### Your instructions
Rescale all the entries below: reproduce every line, requests unchanged, and multiply each x and y coordinate in the answers by 0.25, rounding to whole numbers with halves rounded up.
--- START Extracted data ---
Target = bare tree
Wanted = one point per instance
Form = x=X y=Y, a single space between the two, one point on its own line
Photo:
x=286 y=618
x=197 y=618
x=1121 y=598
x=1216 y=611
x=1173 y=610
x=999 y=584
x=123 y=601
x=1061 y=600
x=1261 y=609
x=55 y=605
--- END Extracted data ---
### Finished exercise
Target = bare tree
Wanted = one point per instance
Form = x=X y=Y, a single space between the two, one point on its own line
Photo:
x=72 y=155
x=49 y=155
x=280 y=150
x=304 y=153
x=293 y=153
x=250 y=146
x=31 y=150
x=265 y=150
x=315 y=152
x=14 y=151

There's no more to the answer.